▶ [WRITTEN REQUEST 1]:
Reproduce, unchanged, the part of the records that opens with the line containing "green stem, listing" and runs through the end of the records, including both ends.

▶ [PASSAGE GIVEN]:
╭──
# House Sparrow



## gabeb (Jan 1, 2016)

I got a female house sparrow with a natural banded with double golds gym green bands tapered 3/4-1/2 in. The ammo was 3/8 in steel from 18 ft. This was a perfect shot through the vitals.


----------



## Viper010 (Apr 21, 2012)

Nice shot only 99 to go for a nice meat pie. Enjoy.


----------



## gabeb (Jan 1, 2016)

The cat goes crazy for sparrows and grackles. I can't get enough or a meal however I want to try a few. I wonder if anyone has ever eaten them beffore and are they good?


----------



## Ibojoe (Mar 13, 2016)

The cat will enjoy them more than you. Not much meat there.


----------



## Theslingshothunter (Aug 3, 2016)

Why don't people yell at you but with my post people sound like I killed the last ostrich


----------



## pult421 (Aug 13, 2015)

Viper010 said:


> Nice shot only 99 to go for a nice meat pie. Enjoy.


 slingshothunter. This may have been sarcasm. No one would make a sparrow meat pie. Lol


----------



## Charles (Aug 26, 2010)

And why are you killing sparrows?

Cheers .... Charles


----------
╰──
▶ [WRITTEN REQUEST 2]:
Answer each question from the house sparrow thread, one per line:
(a) What ammunition was used for the shot, and from what distance?
(b) According to the thread, what goes crazy for sparrows and grackles?
(c) What does Ibojoe say about how much meat there is?

▶ [RAW RECORDS]:
╭──
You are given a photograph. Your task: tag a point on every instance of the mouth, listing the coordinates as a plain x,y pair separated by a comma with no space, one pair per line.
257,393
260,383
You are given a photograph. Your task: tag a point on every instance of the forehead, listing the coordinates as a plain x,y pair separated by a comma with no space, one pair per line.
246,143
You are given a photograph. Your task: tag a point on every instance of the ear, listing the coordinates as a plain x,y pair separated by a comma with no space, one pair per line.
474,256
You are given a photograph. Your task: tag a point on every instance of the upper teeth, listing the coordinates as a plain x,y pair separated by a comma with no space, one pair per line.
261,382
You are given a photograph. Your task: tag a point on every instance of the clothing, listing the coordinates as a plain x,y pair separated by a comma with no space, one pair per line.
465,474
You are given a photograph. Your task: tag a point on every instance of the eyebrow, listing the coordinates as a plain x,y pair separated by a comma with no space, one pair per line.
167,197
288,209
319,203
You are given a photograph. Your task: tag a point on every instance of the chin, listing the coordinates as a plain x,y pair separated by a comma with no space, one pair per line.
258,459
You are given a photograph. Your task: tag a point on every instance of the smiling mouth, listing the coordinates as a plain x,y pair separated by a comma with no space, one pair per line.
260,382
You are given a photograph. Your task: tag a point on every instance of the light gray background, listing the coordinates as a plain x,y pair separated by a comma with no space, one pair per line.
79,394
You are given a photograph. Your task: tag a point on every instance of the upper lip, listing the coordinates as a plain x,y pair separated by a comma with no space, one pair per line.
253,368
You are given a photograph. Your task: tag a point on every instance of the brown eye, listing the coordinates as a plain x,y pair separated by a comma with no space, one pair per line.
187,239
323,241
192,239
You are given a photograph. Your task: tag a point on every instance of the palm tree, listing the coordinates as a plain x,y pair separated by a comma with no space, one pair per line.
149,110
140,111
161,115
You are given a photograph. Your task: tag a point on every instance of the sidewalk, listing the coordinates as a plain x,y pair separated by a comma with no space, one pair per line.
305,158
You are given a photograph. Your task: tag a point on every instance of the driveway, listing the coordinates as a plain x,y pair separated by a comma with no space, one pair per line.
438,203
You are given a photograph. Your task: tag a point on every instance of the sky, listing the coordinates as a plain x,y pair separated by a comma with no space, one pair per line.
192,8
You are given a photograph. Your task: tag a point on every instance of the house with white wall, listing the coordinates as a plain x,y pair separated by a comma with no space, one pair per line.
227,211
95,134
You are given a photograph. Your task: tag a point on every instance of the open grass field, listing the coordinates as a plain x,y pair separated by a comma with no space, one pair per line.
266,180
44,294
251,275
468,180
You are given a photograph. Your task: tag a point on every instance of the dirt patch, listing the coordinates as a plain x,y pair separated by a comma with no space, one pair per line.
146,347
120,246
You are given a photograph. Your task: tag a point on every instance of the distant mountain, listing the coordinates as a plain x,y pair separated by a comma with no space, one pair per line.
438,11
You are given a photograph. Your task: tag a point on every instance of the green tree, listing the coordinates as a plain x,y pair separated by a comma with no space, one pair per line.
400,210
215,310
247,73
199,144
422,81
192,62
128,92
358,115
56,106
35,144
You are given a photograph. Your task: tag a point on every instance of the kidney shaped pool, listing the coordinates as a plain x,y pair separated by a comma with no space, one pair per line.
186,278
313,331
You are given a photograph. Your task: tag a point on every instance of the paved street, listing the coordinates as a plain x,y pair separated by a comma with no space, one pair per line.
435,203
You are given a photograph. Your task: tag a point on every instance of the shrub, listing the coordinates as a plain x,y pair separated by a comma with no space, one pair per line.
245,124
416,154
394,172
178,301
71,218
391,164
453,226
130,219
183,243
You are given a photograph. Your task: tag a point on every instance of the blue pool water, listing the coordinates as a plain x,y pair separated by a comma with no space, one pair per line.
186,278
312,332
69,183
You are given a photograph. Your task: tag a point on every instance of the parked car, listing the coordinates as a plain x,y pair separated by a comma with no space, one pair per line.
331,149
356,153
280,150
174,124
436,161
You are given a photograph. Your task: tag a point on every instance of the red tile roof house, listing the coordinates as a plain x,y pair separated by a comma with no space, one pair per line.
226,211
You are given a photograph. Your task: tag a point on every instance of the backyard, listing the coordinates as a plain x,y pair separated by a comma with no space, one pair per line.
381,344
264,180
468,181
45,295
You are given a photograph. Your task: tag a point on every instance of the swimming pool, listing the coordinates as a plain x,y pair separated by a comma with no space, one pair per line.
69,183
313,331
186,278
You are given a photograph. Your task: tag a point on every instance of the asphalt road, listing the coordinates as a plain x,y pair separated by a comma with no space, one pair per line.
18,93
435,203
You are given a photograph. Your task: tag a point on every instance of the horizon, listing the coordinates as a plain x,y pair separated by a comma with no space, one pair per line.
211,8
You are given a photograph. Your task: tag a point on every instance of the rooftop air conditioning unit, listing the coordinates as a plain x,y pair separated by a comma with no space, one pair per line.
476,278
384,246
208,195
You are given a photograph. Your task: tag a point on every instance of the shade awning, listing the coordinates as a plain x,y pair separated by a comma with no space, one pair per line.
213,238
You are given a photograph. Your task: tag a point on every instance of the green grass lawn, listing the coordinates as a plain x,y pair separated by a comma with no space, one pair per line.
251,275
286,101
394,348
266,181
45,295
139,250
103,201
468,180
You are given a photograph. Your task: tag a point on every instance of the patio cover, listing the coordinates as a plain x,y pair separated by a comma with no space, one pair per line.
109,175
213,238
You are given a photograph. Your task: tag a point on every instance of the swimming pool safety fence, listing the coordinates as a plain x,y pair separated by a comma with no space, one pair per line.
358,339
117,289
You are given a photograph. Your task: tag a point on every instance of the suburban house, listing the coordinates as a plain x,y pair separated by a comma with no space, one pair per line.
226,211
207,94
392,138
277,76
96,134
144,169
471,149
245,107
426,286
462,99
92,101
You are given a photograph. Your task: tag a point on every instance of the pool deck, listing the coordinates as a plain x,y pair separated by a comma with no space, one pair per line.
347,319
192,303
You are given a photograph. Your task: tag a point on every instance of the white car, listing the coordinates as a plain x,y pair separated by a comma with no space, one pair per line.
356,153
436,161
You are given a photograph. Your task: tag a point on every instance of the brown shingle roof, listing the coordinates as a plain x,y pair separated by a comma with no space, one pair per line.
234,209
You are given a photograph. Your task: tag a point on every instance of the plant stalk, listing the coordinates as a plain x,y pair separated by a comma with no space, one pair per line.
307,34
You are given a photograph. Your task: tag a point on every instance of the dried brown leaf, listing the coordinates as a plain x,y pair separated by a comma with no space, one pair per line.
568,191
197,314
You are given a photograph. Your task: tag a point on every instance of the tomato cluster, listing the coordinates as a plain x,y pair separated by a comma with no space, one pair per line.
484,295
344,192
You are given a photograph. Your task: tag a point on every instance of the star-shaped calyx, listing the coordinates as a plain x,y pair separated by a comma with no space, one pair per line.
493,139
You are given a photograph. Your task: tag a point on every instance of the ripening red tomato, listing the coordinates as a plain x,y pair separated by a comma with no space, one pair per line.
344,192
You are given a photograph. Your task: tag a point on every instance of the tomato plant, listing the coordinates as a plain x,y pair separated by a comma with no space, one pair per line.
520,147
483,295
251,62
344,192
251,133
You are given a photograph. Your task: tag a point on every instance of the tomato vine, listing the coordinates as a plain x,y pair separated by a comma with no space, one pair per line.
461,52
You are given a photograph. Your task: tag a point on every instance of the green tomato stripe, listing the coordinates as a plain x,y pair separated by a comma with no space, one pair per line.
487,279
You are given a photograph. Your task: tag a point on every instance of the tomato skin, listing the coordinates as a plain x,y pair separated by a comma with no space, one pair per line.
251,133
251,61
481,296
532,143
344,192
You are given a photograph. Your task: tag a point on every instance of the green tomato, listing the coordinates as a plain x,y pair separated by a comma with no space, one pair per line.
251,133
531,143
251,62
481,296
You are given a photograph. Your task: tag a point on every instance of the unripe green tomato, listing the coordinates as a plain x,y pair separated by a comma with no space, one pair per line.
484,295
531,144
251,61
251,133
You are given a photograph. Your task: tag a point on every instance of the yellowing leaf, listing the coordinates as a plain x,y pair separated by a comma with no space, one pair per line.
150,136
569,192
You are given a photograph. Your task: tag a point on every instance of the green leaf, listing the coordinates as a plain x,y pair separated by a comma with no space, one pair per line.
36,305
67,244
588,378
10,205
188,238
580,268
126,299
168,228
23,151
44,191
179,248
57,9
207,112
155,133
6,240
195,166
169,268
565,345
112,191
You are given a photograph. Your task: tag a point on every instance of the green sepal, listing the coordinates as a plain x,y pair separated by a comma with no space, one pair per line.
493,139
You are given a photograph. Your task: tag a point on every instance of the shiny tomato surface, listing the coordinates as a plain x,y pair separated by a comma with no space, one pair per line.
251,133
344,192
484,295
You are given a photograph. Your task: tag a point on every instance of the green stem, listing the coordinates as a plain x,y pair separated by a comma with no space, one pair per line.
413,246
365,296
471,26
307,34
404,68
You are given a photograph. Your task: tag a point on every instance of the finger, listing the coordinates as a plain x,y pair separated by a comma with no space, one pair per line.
╰──
▶ [EXERCISE OUTPUT 1]:
You are given a photograph. Your task: tag a point on every instance of the green stem, listing the coordinates as a plain x,y pair separated by a comma with no space, one pair per line.
413,246
365,296
471,26
307,34
404,68
You are given a photograph. Your task: tag a point on every instance of the finger, listing the coordinates as a plain x,y pair separated by a comma with no space, one pair per line.

▶ [EXERCISE OUTPUT 2]:
(a) 3/8 in steel, from 18 ft.
(b) The cat.
(c) Not much meat there.